══ Data shown ══
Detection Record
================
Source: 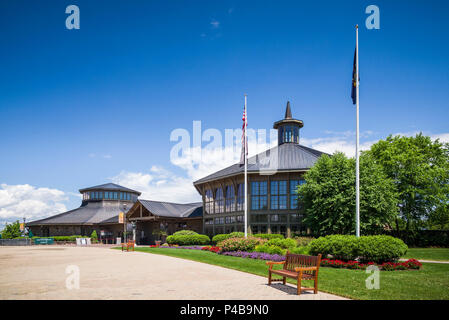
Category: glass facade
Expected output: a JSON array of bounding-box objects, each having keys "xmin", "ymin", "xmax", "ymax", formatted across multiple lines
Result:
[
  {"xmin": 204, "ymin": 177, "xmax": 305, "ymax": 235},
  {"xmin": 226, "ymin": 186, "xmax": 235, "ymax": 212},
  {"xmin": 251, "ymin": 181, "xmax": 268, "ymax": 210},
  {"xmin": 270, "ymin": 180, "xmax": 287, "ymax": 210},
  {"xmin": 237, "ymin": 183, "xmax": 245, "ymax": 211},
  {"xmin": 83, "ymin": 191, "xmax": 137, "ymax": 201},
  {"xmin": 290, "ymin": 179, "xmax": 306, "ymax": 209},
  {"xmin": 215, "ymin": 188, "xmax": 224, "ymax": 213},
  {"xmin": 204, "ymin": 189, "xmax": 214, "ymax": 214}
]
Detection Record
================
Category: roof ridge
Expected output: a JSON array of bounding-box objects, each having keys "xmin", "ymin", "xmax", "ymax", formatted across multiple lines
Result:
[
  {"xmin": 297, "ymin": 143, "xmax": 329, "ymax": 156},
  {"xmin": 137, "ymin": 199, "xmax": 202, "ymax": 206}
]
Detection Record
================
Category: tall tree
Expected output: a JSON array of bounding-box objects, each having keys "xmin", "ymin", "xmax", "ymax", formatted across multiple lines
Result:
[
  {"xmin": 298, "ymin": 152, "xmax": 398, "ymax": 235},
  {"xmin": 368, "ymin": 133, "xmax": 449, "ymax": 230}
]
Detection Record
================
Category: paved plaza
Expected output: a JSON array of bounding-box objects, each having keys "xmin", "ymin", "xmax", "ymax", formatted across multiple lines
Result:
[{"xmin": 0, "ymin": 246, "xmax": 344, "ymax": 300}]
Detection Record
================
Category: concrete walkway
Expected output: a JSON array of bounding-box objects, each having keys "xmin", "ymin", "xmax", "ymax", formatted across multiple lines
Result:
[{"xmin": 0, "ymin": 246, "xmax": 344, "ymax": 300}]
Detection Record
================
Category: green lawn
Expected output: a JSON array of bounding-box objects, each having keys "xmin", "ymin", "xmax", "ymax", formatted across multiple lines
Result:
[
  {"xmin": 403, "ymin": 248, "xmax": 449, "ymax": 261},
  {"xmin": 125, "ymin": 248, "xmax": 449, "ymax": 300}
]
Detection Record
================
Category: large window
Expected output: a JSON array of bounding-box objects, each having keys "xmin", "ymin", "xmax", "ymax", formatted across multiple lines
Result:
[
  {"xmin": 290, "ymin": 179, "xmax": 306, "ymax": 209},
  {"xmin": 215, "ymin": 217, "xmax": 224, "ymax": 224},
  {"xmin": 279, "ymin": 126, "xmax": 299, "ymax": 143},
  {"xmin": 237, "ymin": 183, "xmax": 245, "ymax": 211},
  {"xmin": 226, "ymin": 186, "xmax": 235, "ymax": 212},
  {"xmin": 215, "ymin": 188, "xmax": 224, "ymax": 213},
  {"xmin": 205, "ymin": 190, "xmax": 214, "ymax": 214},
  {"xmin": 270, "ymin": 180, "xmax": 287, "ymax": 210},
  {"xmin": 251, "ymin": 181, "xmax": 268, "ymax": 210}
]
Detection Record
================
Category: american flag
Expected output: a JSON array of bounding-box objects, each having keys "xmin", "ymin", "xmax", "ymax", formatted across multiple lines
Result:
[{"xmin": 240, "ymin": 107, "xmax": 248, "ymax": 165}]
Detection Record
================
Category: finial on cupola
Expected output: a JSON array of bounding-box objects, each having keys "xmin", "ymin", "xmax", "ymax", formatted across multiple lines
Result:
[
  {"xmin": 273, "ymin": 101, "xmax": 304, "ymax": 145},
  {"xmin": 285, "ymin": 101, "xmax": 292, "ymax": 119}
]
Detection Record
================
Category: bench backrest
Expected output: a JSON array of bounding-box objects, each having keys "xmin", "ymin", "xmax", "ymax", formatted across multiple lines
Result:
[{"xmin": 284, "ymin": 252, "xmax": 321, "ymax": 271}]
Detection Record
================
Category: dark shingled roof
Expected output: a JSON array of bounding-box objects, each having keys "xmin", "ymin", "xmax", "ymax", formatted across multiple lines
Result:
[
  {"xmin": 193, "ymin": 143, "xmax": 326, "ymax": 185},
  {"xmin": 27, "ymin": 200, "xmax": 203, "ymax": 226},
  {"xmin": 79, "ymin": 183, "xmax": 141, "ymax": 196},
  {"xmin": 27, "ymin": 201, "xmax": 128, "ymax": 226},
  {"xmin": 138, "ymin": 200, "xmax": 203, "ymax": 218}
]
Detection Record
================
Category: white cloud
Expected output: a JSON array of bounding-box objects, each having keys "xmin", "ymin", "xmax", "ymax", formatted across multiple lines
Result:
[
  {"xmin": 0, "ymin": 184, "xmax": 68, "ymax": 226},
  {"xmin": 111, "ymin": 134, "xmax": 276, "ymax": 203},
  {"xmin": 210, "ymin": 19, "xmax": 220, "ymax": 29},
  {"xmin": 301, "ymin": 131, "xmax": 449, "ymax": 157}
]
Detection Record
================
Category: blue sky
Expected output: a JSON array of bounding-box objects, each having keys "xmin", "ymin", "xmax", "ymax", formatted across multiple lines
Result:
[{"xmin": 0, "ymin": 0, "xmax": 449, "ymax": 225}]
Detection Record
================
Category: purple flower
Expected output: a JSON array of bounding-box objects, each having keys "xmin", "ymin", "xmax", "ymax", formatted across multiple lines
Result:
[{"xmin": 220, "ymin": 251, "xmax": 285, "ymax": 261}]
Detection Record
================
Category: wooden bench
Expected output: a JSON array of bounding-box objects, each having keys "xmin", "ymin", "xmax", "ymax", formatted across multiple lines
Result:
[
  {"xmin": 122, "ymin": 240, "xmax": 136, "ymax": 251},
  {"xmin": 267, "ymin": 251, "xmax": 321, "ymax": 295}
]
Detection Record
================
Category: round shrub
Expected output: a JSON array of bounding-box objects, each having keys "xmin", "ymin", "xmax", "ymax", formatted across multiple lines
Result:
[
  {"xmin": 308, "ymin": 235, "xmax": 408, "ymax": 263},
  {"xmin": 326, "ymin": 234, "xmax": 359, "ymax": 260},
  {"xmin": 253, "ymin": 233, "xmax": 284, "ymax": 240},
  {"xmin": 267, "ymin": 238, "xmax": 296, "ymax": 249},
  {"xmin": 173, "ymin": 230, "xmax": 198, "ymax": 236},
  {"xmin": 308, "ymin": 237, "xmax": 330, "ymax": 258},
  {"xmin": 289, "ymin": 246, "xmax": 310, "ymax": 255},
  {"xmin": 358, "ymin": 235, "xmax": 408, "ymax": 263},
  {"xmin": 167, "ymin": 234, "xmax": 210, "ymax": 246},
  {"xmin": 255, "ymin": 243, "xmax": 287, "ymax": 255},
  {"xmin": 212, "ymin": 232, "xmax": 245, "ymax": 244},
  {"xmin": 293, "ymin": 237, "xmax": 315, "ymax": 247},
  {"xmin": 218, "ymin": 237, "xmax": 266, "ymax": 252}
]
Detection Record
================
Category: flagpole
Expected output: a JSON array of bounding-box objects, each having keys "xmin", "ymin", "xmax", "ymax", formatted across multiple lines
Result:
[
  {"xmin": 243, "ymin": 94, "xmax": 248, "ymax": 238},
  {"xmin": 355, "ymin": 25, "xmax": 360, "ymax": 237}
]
═══
## [Job]
Find every line in the items above that contains the word "bench", and copy each such line in full.

## [Task result]
Category: bench backrest
Category: wooden bench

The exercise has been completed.